**TASK LIST:**
1) In the blog post, what had the writer planned to do during the hours lost playing the game?
2) List everything the writer of the blog post says they will now do after taking the computer to be fixed.

**TEXT PASSAGE:**
** Start **

Let me explain a few things. First of all, you are not Neo, saving mankind from evil. I know that’s hard to accept, but trust me, you’re not a hero, and soon I hope you realize how you can fruitfully spend your time, efforts, and your undoubted brilliance. There’s so much to be accomplished in this world, and instead you choose to lurk in the sewer. I hope the stench soon drives you out and you find not only a new life, but some way to make amends, to ask forgiveness. I realize that is optimistic, but you see, writers have to be optimistic. We work in an incredibly tough profession, where rejection is the norm.

Ah, but those hours I lost playing your game, that does hurt. I’d planned on editing a manuscript, and instead, accomplished nothing. But here is my gift to you, along with this blog. I give you those hours I lost, to claim as your own. That way, since I give them to you freely, you cannot take any pleasure in thinking that you took them from me.

I’ve already delivered the computer to a geek to have your thumbprint removed. Poof! It shall be gone. Now, I’ll edit and spend time outside, enjoying the kiss of fall weather and high skies. I’ll consider my next chapter and that brings me great joy. Oh, and I might spend another moment or two pitying you. But I should caution you about that pity. You see, over the decades speculative fiction writers have predicted the future with an amazing rate of success, and I don’t foresee joy in your future, or any true satisfaction. Alas for you. Alas.

** End **

**INFORMATION GIVEN:**

** Start **

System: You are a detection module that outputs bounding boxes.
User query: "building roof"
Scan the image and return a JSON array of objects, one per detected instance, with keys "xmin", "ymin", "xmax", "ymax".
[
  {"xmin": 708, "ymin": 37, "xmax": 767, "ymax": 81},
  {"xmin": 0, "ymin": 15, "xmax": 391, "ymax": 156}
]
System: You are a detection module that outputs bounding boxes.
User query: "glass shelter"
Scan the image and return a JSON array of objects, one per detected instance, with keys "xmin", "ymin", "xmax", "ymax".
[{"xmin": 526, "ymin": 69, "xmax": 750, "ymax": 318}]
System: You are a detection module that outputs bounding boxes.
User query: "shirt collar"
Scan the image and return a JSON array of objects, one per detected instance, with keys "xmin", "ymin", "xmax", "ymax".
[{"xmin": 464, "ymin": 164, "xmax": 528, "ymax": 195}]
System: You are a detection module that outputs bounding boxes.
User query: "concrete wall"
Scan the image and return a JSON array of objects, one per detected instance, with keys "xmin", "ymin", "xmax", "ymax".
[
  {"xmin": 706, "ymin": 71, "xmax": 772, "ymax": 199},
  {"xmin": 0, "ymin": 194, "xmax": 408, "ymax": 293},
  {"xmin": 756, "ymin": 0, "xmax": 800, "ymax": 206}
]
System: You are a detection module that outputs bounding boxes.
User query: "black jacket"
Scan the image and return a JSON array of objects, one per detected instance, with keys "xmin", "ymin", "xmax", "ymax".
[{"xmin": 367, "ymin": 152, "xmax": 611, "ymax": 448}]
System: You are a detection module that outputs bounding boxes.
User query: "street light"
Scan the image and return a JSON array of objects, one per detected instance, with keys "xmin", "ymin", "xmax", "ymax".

** End **

**RESULTS OF THE TASKS:**
1) Edit a manuscript.

2)
- Edit
- Spend time outside, enjoying the fall weather and high skies
- Consider the next chapter
- Possibly spend another moment or two pitying the person addressed